To do = Which lines in the records below run from the line containing "of the tile" through the line containing "[135,170,166,203]", both included? Return them as a JSON list of strings, one per line, skipping blank lines.

Records to process =
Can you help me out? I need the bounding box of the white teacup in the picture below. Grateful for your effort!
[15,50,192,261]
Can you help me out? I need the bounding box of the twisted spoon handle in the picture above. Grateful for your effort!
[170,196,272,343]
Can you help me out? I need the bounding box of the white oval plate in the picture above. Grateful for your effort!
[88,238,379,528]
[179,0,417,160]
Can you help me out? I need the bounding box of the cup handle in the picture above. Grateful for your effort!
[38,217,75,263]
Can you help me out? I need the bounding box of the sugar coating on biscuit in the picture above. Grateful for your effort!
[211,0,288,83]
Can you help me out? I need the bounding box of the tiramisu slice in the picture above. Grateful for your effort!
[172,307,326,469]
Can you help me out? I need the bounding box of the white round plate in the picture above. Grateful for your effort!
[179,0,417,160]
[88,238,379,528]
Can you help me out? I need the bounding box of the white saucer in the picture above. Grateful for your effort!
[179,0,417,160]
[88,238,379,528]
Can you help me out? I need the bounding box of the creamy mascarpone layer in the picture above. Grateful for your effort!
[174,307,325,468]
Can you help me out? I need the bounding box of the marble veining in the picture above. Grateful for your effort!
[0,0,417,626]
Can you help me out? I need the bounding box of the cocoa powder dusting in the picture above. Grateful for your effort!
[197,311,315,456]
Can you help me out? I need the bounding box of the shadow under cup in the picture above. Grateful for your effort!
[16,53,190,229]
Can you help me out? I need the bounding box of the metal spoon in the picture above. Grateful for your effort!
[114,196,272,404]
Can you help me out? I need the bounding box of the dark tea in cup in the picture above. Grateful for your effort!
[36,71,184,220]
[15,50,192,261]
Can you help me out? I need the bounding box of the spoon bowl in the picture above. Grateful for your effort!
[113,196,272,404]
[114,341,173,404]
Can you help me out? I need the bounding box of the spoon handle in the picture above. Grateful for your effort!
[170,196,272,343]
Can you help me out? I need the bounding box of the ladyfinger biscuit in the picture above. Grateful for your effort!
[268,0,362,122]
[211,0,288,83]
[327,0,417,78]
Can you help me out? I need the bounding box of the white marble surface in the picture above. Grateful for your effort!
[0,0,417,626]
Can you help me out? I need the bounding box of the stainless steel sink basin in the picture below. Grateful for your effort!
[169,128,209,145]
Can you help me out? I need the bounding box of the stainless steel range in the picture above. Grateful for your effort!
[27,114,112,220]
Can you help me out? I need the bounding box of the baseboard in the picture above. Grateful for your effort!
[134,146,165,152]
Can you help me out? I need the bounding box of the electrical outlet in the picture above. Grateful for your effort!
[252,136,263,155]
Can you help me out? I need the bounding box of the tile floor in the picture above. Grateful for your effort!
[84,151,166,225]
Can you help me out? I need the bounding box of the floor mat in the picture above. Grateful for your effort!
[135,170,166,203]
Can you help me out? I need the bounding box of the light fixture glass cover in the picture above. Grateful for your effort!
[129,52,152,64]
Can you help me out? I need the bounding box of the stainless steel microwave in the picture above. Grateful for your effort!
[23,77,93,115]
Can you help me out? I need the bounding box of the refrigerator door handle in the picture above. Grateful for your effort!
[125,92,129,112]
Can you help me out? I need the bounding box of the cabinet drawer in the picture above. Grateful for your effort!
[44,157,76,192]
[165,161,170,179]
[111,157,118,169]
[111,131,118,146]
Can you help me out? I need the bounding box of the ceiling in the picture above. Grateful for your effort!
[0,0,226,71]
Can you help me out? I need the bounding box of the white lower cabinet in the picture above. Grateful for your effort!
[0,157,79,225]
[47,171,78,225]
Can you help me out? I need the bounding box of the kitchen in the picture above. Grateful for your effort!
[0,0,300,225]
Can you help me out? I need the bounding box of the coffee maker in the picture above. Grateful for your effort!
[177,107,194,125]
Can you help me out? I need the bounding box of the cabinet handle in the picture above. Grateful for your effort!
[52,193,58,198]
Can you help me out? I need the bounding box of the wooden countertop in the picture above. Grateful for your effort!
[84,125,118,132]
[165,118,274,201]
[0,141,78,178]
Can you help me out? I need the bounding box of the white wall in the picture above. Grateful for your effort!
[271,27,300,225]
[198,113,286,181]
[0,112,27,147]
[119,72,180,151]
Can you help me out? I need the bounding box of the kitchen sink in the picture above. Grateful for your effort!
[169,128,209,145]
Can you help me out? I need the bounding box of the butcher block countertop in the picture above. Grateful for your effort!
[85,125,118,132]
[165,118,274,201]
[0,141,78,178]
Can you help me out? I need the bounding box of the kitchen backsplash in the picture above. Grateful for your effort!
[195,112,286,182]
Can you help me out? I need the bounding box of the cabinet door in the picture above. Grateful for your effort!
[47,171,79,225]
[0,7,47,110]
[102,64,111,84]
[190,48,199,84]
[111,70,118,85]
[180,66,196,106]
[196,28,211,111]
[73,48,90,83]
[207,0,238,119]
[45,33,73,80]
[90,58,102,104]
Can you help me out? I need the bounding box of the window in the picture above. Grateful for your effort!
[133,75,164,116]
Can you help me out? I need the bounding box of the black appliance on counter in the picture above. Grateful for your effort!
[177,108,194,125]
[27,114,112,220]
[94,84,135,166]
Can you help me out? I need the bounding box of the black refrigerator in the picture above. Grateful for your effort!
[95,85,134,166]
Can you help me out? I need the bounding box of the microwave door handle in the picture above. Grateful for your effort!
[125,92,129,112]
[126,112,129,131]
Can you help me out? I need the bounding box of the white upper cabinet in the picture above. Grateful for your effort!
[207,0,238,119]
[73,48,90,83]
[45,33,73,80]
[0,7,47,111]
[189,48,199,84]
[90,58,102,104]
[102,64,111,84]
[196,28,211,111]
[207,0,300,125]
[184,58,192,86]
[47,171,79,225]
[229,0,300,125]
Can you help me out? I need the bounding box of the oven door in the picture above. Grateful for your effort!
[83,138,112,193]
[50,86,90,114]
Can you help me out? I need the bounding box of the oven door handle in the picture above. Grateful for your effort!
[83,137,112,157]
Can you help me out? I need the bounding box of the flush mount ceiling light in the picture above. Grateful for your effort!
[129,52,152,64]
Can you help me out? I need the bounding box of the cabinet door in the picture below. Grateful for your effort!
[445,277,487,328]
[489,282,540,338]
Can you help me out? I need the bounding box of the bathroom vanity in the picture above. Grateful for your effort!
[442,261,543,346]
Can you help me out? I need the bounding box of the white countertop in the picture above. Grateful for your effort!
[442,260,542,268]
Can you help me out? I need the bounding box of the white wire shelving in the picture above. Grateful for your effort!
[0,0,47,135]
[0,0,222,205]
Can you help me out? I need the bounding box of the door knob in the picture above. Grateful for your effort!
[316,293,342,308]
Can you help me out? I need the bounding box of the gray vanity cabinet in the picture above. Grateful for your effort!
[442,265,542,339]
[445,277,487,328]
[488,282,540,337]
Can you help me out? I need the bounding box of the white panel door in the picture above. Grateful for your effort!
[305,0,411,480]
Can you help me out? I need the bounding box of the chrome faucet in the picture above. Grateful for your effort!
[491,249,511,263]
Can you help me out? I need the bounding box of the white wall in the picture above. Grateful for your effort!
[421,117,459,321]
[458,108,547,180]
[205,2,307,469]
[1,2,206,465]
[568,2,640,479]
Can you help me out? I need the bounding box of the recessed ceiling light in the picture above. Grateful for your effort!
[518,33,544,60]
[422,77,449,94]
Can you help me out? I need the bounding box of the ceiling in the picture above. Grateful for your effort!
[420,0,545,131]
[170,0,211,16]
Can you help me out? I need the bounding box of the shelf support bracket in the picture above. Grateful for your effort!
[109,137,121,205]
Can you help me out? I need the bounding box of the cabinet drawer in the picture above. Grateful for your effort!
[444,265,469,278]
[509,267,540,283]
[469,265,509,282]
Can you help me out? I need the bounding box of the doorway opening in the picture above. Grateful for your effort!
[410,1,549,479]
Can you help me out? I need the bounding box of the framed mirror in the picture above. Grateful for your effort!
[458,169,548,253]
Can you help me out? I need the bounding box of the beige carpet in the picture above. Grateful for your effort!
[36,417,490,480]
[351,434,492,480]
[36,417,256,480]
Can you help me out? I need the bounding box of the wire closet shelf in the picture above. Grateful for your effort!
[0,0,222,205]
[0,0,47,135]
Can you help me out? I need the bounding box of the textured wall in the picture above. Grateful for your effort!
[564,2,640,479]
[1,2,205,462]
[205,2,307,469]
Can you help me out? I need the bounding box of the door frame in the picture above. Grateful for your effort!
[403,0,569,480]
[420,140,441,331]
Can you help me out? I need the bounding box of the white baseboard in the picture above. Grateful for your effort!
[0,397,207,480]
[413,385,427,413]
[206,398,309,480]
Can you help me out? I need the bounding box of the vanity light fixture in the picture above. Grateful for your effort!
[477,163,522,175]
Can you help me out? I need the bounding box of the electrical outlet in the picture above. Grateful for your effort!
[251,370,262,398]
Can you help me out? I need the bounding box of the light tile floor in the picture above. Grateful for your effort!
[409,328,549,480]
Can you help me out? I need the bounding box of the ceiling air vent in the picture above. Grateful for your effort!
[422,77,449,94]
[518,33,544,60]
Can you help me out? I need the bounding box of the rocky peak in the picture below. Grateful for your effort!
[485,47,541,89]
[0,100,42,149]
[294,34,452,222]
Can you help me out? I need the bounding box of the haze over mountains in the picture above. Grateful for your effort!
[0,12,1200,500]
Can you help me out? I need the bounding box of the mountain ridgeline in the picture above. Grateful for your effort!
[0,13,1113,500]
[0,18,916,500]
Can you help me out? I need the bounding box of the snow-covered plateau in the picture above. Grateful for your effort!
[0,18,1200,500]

Final result =
[
  "Can you help me out? I need the bounding box of the tile floor in the picture above. Grateful for your effort!",
  "[84,151,166,225]",
  "Can you help me out? I need the bounding box of the floor mat in the picture above. Grateful for your effort!",
  "[135,170,166,203]"
]